▸ **What to work on**: Collect each line of the items below that contains the word "facade", and copy those lines in full.

# Records for this exercise start

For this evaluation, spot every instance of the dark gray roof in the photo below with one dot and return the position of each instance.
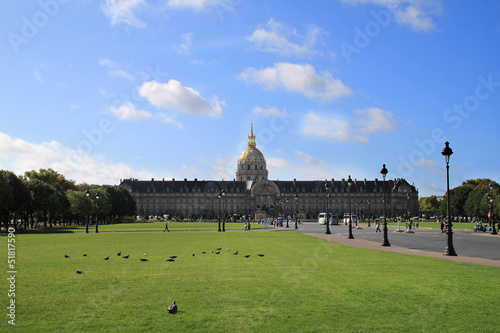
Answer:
(285, 186)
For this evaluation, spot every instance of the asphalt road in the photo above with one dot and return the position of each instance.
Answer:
(466, 242)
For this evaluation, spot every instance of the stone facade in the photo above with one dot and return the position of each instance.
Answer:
(251, 193)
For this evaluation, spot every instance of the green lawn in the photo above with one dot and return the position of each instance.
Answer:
(148, 226)
(302, 284)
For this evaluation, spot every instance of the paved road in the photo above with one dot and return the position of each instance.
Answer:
(466, 242)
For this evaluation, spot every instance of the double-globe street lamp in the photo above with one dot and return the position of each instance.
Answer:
(296, 209)
(490, 211)
(221, 195)
(327, 217)
(449, 250)
(349, 183)
(87, 193)
(385, 242)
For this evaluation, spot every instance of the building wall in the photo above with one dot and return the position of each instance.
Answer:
(200, 198)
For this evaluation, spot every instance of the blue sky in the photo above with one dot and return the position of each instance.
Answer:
(106, 90)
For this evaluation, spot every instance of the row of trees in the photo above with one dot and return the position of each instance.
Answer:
(47, 197)
(471, 199)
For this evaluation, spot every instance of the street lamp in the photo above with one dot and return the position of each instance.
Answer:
(490, 213)
(449, 250)
(368, 202)
(87, 193)
(384, 173)
(327, 217)
(296, 209)
(349, 183)
(286, 212)
(221, 196)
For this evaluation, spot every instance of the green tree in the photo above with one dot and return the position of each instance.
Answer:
(430, 203)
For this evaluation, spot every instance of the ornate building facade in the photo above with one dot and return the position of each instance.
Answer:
(252, 194)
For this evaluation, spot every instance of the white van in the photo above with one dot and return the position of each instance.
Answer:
(354, 218)
(321, 218)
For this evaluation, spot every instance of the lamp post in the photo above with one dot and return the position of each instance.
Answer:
(286, 212)
(449, 250)
(349, 183)
(368, 202)
(327, 217)
(296, 209)
(384, 173)
(219, 195)
(87, 193)
(490, 215)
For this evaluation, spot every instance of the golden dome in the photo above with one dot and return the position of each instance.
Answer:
(251, 154)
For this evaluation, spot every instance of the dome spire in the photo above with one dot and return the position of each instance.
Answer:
(251, 139)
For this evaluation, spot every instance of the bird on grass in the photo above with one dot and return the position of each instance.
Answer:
(172, 308)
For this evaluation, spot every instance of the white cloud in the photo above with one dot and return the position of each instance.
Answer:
(114, 70)
(418, 14)
(297, 78)
(127, 111)
(168, 120)
(275, 163)
(183, 48)
(336, 129)
(373, 120)
(198, 4)
(275, 39)
(19, 156)
(270, 112)
(173, 96)
(123, 11)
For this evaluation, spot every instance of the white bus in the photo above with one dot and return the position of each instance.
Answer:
(321, 218)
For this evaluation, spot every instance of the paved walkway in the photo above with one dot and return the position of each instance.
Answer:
(376, 246)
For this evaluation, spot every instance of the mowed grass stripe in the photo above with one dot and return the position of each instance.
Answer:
(301, 284)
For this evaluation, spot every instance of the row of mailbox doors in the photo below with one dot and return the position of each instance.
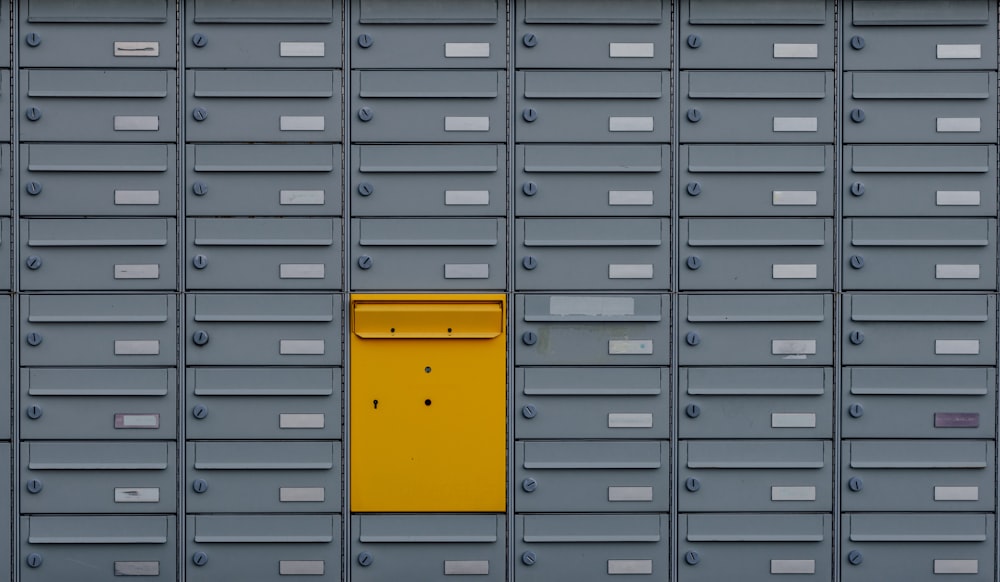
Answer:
(470, 180)
(599, 34)
(470, 106)
(546, 547)
(470, 253)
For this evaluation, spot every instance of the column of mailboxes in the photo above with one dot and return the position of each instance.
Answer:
(919, 271)
(592, 264)
(756, 204)
(263, 340)
(428, 118)
(97, 266)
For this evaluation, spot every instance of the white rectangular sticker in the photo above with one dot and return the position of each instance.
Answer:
(796, 51)
(137, 494)
(634, 347)
(956, 566)
(793, 566)
(630, 124)
(960, 51)
(137, 197)
(137, 347)
(630, 567)
(630, 493)
(956, 494)
(793, 198)
(466, 197)
(630, 197)
(631, 50)
(302, 123)
(956, 271)
(793, 271)
(302, 49)
(137, 271)
(466, 50)
(466, 123)
(137, 123)
(958, 197)
(301, 271)
(630, 271)
(302, 197)
(630, 420)
(301, 494)
(793, 420)
(302, 347)
(302, 420)
(959, 124)
(137, 49)
(793, 493)
(956, 347)
(795, 124)
(467, 271)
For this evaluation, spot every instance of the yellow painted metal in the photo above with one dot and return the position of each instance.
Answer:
(428, 403)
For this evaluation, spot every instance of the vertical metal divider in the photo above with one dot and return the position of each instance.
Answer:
(674, 189)
(838, 216)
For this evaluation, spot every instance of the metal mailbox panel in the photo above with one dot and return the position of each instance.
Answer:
(263, 477)
(264, 403)
(90, 254)
(918, 547)
(98, 477)
(920, 180)
(297, 34)
(733, 546)
(258, 105)
(263, 180)
(756, 106)
(98, 403)
(108, 545)
(444, 34)
(590, 547)
(756, 330)
(264, 253)
(920, 253)
(764, 253)
(257, 330)
(263, 547)
(749, 475)
(592, 106)
(432, 254)
(592, 253)
(907, 475)
(428, 106)
(65, 105)
(98, 330)
(592, 476)
(919, 330)
(589, 330)
(603, 34)
(757, 180)
(605, 403)
(934, 35)
(106, 33)
(920, 402)
(920, 107)
(427, 547)
(429, 180)
(98, 179)
(730, 34)
(592, 180)
(756, 403)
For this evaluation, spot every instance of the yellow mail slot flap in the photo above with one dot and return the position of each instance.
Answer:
(426, 319)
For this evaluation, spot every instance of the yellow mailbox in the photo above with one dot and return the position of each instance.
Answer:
(428, 403)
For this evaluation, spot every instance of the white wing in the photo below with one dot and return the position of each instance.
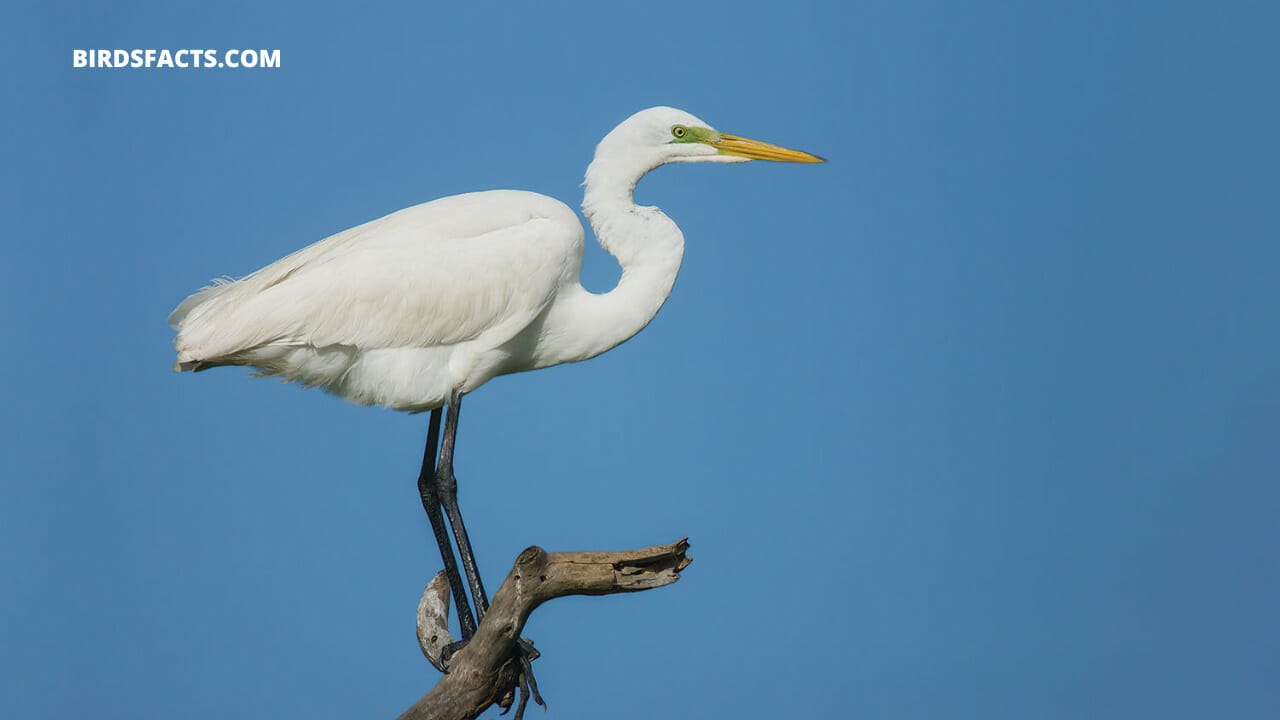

# Records for this exercise end

▸ **Answer to the task**:
For this evaluation, spot every instance of the stone facade in the photo above with one dot and return the position of each instance.
For this evaluation, spot every instance of the ornate building facade in the photo above with one dot and return the position of each instance.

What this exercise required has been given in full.